DATASET>
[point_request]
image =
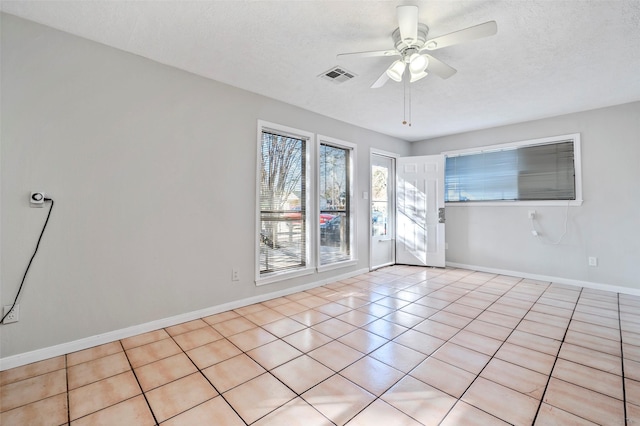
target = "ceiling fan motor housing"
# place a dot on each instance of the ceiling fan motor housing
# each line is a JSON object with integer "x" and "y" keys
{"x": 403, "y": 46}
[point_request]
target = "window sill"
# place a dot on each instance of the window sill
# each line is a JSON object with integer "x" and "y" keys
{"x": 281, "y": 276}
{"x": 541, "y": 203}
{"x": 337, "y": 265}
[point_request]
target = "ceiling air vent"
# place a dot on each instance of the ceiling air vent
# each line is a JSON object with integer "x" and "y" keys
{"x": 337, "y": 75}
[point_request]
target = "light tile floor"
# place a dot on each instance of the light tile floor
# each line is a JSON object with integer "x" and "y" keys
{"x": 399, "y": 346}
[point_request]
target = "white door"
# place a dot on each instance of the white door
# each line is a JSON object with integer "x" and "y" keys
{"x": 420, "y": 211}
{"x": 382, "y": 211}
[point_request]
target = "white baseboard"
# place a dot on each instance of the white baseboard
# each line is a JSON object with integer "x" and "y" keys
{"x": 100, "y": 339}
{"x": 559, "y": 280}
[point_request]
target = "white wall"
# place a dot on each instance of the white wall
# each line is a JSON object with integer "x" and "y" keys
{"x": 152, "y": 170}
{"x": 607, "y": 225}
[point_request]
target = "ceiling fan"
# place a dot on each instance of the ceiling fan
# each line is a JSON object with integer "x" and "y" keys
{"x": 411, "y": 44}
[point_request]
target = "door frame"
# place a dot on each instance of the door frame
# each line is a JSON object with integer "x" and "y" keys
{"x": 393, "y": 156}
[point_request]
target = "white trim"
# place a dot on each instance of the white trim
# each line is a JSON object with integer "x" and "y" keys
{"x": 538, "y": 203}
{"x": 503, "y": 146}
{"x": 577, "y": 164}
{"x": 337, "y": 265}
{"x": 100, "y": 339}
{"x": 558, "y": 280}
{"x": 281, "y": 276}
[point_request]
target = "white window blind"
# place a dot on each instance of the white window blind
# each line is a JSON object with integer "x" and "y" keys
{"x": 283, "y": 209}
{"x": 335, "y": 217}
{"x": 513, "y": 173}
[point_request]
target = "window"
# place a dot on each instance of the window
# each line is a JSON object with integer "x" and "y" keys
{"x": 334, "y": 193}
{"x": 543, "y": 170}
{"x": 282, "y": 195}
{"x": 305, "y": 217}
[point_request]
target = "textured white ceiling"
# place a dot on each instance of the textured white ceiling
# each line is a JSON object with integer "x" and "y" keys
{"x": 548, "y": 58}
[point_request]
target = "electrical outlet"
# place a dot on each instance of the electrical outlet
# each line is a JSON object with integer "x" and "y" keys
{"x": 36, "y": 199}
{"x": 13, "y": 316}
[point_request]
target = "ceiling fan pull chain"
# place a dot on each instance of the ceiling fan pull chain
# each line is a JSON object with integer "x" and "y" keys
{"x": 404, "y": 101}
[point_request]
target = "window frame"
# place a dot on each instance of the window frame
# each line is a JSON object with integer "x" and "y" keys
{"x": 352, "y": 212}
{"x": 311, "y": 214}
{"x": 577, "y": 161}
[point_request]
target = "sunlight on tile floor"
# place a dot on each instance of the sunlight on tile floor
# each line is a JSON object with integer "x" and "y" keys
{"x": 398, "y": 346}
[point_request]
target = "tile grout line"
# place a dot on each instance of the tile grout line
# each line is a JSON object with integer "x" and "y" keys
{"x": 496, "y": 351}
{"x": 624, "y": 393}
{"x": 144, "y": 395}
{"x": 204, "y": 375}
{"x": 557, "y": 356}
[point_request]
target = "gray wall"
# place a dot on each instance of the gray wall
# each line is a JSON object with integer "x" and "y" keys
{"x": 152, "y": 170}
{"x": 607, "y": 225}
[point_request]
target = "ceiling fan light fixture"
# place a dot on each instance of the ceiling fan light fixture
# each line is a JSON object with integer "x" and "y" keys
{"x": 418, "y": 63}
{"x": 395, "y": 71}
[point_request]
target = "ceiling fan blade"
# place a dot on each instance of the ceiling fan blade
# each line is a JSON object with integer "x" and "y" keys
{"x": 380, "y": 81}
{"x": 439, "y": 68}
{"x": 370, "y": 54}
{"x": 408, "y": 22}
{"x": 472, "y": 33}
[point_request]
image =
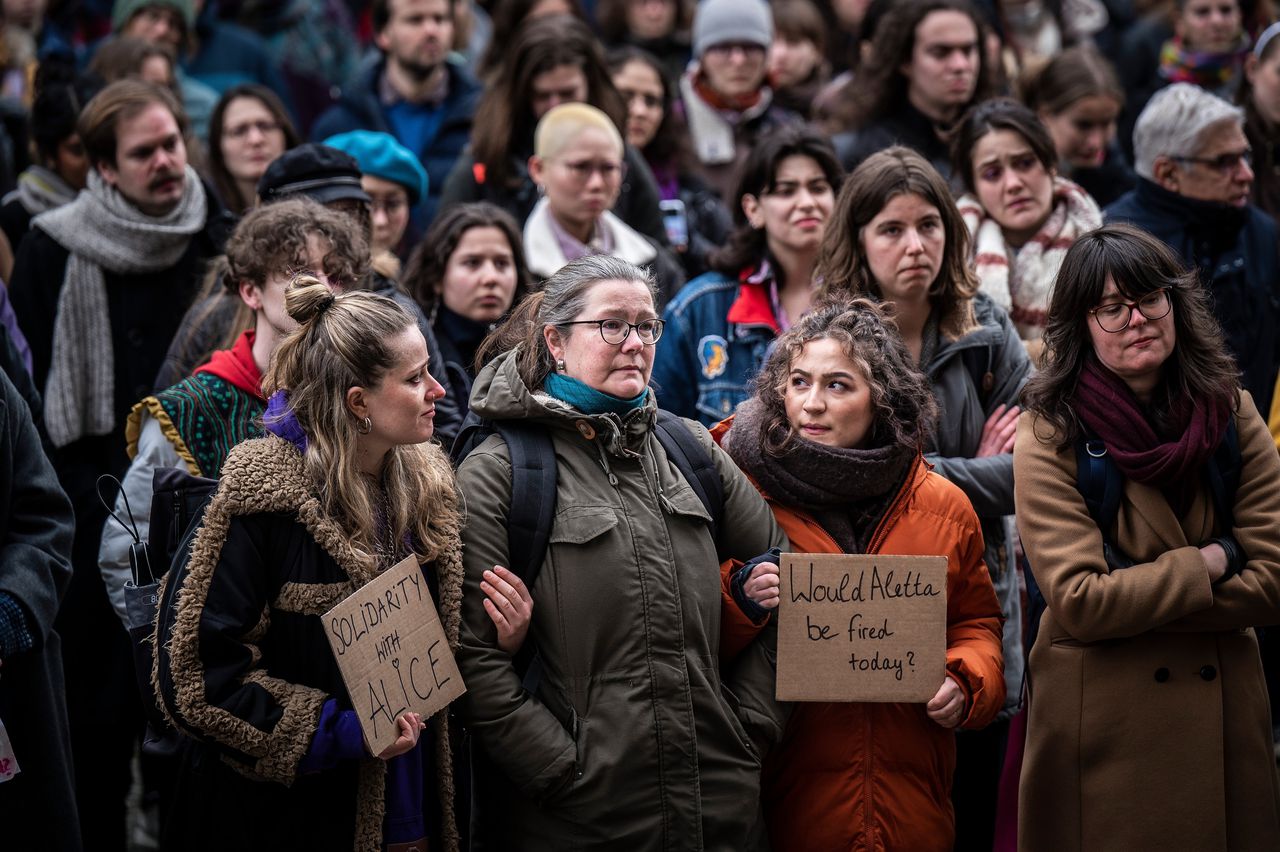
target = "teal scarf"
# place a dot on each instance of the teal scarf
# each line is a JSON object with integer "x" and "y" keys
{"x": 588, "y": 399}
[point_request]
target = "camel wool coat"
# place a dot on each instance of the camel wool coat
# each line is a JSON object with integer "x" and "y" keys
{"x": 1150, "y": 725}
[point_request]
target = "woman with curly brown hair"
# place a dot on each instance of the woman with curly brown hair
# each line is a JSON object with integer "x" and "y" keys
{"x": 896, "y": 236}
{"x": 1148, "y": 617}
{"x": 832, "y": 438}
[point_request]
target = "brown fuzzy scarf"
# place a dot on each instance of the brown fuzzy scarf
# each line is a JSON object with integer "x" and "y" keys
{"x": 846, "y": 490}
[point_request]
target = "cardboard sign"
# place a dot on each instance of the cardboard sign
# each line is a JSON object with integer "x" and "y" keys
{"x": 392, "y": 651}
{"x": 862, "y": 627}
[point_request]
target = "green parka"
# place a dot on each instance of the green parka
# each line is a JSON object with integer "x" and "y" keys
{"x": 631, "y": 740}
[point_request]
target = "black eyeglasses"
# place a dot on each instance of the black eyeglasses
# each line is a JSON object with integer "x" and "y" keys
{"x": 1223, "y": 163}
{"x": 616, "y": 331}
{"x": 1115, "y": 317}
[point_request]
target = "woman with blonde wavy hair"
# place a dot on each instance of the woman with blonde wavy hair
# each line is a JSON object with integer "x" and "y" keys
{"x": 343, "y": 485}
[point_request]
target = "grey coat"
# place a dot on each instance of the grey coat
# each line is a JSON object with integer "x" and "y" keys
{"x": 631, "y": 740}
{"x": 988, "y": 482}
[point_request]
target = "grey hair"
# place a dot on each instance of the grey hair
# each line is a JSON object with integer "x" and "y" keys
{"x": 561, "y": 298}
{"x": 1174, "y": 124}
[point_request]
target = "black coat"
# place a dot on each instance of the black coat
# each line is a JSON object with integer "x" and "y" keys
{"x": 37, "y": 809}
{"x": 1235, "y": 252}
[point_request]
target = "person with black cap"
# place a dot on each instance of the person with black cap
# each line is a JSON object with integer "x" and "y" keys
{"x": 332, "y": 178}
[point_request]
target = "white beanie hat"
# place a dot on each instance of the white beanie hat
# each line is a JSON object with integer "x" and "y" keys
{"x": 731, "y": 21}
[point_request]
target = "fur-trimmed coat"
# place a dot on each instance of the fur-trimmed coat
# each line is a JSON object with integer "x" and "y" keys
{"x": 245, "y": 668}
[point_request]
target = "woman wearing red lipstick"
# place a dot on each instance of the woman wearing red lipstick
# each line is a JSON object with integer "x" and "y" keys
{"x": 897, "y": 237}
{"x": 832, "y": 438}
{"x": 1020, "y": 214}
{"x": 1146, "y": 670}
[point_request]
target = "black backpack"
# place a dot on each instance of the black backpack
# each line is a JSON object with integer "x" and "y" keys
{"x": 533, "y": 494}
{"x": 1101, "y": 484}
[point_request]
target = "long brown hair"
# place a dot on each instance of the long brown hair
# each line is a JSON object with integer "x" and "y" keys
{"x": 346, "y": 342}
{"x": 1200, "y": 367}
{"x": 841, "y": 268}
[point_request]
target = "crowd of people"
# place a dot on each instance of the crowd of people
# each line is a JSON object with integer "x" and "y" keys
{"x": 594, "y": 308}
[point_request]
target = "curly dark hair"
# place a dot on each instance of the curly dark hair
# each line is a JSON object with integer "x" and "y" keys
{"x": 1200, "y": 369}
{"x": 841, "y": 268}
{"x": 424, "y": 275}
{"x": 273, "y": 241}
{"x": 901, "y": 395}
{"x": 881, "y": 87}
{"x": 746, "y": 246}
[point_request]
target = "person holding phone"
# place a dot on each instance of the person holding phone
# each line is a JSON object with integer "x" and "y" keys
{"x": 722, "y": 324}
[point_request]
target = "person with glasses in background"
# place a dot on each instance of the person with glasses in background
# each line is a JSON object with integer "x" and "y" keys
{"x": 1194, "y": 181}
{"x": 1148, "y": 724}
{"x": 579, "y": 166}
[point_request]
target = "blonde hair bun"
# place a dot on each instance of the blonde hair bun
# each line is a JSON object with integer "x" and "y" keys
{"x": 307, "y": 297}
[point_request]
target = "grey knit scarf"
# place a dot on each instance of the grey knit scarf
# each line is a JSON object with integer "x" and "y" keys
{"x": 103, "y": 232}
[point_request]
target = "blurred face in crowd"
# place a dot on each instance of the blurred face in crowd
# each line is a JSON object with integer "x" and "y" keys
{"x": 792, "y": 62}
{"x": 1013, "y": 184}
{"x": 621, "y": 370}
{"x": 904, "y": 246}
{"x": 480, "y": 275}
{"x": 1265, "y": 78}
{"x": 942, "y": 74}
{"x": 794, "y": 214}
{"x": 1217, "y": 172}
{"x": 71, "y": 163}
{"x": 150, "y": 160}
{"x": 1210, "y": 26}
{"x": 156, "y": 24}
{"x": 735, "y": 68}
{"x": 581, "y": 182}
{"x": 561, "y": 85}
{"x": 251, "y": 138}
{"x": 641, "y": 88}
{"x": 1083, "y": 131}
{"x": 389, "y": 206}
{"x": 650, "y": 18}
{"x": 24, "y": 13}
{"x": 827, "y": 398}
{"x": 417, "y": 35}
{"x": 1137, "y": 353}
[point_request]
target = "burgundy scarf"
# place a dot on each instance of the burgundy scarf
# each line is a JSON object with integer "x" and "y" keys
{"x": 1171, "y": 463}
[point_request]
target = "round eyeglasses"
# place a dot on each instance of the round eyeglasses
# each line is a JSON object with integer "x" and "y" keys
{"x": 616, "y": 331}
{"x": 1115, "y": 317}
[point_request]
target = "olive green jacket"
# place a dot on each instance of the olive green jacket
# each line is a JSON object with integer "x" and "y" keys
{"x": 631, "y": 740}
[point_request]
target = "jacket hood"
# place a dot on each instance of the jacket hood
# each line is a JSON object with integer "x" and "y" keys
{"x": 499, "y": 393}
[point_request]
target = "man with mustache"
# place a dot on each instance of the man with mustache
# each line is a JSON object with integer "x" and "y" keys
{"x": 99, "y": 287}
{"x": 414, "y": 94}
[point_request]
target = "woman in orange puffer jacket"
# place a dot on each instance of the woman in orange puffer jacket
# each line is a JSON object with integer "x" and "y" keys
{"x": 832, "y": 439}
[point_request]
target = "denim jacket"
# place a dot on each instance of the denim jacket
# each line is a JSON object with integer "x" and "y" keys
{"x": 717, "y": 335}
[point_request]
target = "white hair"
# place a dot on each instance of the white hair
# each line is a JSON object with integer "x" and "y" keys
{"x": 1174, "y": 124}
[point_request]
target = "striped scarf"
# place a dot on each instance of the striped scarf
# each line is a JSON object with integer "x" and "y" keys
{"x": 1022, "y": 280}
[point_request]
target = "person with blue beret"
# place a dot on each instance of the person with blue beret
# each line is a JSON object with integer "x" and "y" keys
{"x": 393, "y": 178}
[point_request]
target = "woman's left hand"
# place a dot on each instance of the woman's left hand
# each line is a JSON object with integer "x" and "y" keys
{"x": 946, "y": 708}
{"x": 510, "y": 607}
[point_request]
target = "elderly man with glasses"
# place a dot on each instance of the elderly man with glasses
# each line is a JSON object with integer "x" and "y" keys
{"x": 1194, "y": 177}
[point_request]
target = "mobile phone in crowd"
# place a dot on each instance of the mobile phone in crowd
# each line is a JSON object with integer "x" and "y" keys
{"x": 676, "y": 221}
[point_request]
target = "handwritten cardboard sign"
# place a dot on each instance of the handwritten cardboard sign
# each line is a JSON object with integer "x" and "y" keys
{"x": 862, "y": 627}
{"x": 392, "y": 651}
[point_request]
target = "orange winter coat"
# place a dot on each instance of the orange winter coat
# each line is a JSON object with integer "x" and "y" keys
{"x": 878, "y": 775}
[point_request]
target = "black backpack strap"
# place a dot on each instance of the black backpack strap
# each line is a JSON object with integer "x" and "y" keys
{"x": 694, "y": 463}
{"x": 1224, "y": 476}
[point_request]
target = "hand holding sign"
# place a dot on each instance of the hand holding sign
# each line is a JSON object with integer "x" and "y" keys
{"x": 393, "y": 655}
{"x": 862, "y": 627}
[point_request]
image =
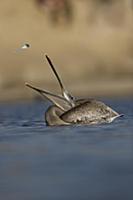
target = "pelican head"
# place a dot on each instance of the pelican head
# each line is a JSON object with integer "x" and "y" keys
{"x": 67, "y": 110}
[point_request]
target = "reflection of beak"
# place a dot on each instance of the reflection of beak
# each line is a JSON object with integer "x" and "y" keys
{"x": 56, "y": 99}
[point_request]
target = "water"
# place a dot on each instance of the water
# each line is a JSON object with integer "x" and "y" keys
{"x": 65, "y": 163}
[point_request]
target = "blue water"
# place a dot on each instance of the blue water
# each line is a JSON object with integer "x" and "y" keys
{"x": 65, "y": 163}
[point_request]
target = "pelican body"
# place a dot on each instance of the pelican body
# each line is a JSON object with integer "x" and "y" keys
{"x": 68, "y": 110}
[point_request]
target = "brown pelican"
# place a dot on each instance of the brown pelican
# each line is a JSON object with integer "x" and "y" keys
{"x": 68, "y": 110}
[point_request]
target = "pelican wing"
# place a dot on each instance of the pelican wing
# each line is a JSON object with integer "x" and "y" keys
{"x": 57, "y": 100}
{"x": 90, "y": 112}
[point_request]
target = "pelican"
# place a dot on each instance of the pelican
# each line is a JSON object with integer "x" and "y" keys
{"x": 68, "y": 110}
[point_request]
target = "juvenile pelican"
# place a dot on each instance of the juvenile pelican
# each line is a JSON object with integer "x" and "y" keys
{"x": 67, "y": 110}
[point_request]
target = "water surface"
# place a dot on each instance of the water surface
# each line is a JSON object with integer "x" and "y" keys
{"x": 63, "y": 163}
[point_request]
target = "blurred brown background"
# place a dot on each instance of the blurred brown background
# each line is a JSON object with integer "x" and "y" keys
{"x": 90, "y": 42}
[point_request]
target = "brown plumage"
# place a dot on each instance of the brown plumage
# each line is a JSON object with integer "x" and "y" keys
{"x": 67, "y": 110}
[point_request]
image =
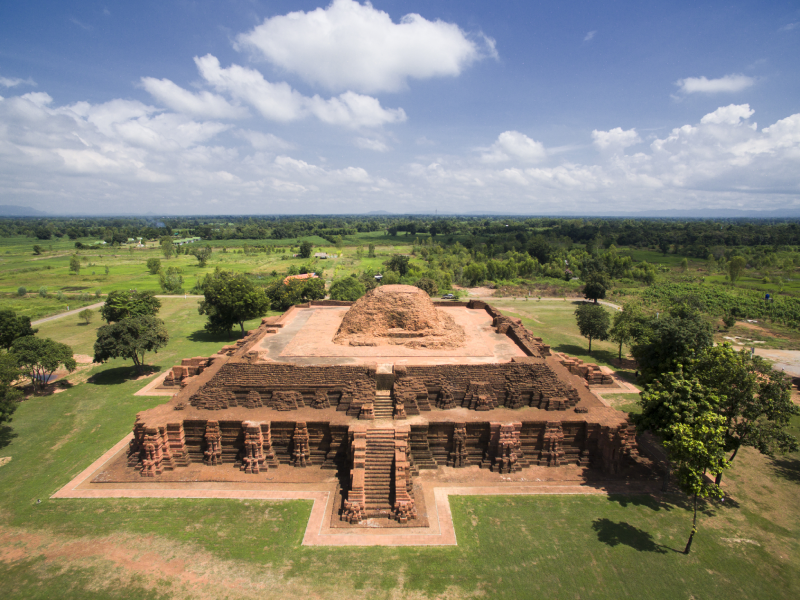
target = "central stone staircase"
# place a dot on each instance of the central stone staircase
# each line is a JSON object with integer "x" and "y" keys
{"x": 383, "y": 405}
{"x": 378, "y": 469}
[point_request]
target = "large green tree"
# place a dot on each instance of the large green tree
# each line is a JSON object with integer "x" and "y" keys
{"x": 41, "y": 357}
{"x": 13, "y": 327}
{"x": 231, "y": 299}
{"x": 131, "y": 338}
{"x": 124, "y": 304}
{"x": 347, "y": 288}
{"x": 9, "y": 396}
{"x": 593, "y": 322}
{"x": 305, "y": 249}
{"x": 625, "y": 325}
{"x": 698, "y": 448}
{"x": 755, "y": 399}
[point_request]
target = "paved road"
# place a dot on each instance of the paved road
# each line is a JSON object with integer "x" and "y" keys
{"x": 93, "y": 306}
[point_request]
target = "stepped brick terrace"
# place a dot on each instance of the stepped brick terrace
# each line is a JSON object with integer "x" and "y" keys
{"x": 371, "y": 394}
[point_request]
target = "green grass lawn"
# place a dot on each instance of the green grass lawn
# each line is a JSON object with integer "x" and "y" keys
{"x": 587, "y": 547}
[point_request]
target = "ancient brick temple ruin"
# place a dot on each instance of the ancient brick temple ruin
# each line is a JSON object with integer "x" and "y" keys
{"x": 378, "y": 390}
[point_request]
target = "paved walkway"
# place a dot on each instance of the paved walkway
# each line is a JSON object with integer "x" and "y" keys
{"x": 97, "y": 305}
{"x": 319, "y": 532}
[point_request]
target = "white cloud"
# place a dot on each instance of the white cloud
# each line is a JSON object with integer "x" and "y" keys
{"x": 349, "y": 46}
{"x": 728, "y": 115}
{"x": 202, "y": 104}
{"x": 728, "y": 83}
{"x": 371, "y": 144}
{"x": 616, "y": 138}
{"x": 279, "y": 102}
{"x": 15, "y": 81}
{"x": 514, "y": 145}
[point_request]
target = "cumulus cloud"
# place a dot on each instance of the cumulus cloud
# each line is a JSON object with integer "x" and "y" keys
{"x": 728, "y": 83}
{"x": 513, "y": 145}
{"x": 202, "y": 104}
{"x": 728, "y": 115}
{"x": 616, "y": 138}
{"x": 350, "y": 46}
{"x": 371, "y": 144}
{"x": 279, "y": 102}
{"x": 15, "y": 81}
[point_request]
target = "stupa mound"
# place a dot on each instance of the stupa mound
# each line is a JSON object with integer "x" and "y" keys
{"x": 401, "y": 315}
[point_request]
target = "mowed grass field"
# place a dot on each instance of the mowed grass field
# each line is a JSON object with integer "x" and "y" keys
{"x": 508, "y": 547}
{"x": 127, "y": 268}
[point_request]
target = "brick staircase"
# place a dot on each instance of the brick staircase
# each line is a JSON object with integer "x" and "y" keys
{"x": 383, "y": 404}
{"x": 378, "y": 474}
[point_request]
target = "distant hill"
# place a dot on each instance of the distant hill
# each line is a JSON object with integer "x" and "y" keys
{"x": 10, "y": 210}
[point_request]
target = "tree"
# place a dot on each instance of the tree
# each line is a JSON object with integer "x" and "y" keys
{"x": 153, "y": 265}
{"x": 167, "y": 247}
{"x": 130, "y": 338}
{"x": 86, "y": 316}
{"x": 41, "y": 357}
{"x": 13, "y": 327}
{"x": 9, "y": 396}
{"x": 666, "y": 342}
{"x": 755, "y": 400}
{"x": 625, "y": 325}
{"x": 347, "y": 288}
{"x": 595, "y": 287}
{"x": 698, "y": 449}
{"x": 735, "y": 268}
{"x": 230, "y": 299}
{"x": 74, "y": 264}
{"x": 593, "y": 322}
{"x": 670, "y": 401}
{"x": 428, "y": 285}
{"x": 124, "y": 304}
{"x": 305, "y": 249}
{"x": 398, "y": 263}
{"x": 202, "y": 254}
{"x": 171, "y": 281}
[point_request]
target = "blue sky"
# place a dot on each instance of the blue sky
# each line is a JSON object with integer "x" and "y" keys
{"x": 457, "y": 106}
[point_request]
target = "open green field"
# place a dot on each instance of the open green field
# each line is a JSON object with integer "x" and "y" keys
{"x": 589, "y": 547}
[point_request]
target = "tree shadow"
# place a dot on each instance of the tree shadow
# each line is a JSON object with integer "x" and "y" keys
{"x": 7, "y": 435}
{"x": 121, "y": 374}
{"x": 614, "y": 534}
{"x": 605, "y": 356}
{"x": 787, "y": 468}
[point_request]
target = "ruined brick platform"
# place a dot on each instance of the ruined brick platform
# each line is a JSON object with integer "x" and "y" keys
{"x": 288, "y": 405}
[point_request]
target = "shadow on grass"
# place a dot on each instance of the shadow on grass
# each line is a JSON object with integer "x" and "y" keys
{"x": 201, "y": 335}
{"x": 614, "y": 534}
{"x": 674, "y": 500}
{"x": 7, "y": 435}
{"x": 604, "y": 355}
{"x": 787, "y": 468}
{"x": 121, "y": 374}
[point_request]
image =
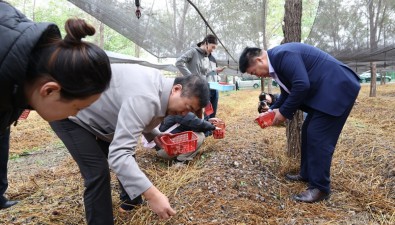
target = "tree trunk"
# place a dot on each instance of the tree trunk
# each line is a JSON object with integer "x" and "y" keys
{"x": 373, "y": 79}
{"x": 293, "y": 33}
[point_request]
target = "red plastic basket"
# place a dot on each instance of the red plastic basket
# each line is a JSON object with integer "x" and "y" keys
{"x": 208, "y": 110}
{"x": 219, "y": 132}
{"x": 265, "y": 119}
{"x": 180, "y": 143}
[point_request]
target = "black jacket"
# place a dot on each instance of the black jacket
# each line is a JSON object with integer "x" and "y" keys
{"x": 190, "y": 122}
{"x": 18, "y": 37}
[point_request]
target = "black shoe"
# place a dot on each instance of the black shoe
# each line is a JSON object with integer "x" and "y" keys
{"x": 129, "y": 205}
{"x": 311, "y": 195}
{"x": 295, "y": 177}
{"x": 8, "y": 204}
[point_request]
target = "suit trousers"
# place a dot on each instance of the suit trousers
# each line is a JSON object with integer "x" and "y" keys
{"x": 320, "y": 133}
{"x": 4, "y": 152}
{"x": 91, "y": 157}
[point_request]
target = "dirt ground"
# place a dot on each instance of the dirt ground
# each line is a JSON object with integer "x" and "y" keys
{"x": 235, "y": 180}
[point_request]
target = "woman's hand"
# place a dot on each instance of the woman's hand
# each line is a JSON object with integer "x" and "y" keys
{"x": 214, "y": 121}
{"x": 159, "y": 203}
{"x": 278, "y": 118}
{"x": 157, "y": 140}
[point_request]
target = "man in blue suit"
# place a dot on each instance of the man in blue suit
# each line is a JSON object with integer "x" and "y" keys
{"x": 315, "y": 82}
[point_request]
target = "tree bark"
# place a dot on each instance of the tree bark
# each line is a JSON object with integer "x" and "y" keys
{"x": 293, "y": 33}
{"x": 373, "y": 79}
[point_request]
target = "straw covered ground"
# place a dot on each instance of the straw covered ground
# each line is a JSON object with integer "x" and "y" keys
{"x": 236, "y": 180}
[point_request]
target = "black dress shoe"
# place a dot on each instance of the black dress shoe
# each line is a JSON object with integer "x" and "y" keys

PROBLEM DETAILS> Respond with the number of lines in the entries that include the string "juvenile", and nothing besides.

SOLUTION TO THIS EXERCISE> 2